> **TASKS AND EXERCISES**
**1.** In the text on democracy in China, when did the creation of democratic institutions really begin?
**2.** Please continue the text on democracy in China from its final sentence.

[TEXT]

We didn’t learn anything on the status of national minorities. Affirmative action type development projects are seen as a priority as is respect for cultural traditions. From reports some nationalists and religious extremists are taking advantage of the situation to foment separatist movements. But breaking up China’s territory won’t be tolerated.

The CPC freely admits there are imperfections in democracy. Take into consideration 2000 years of imperial rule ended in 1912 with the Xinhai Revolution followed by civil war, Japanese occupation and WWII; the revolutionary war for independence resulted in the founding of the People’s Republic in 1949 only to be followed by the turmoil of the “Great Leap Forward” and “Cultural Revolution.”

China didn’t pass through bourgeois democratic republic phase. During its history, a single party emerged as leader. Authoritarian tendencies carried over from the revolutionary war for independence and establishment of socialist republic.

Creating democratic institutions didn’t really begin until the reforms of 1978. China’s system of elections is hierarchical – each legislative body is drawn from the legislative bodies below. It’s system of participatory and consultssative democracy is unique.  National, state and local direct elections are the goal. China is an evolving new democracy.

[/TEXT]
[GIVEN DATA]

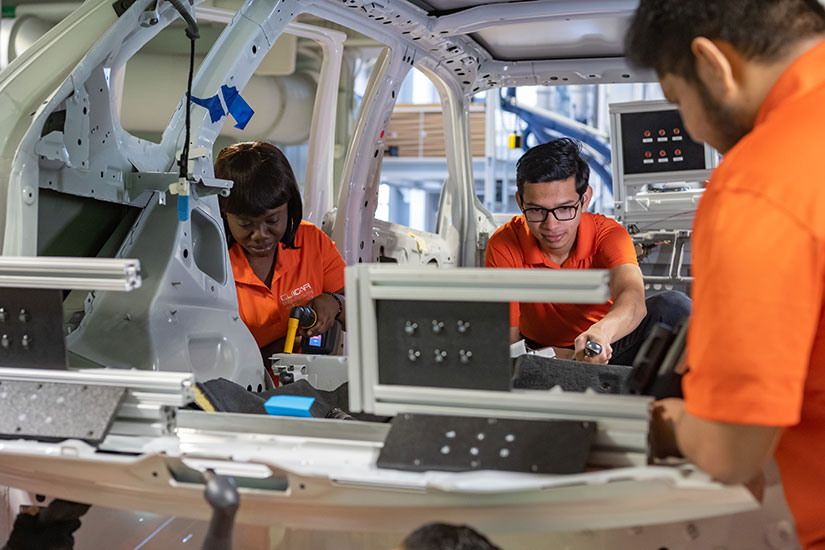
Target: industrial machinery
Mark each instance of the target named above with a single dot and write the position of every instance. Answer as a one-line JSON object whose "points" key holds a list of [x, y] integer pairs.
{"points": [[73, 182]]}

[/GIVEN DATA]

> **RESPONSES FOR EACH TASK**
**1.** It began with the reforms of 1978.

**2.**
The CPC is a deeply revolutionary party, creatively applying Marxism to the Chinese reality. Their approach is pragmatic, fact based, self-critical, and self-reforming.

Far from building a capitalist economy, the CPC is charting a path in the context of China’s realities, guiding the country to achieve a modern socialist society under extraordinary difficult conditions and not without many problems, mistakes and shortcomings, one with “Chinese characteristics.”

The CPC is forging a path through uncharted territory.

The CPC is leading a country of 1.4 billion people through mind boggling changes. Their experience has a lot of relevance for developing countries and it gives confidence that it is possible to eliminate poverty and adopt a sustainable path of development in a relatively short span of time.

Enormous changes are taking place almost overnight. The CPC believes it is not possible to navigate these changes without a strong, united Party, politically, theoretically and organizationally.

The 19th CPC Congress called for elevating and strengthening the role of the 86 million member party; to strengthen leadership, functioning, intra-party democracy, connection to people, and theoretical development.  As Xi said, “The CPC must change with the times.”

Corruption is one of the main challenges undermining authority of the Party. The CPC has taken steps to eliminate extravagant banquets and restore accountability.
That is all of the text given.